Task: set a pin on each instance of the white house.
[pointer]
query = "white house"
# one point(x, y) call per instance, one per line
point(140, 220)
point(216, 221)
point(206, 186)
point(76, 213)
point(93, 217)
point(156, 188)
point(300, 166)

◆ **Problem**: Rewrite every line of the material, requests included, and add 21 to each coordinate in the answers.

◆ **Answer to the problem**:
Task: set a pin on each instance of the white house.
[pointer]
query = "white house"
# one point(x, y) call per instance, one per line
point(161, 241)
point(237, 242)
point(227, 207)
point(97, 234)
point(114, 238)
point(177, 209)
point(321, 187)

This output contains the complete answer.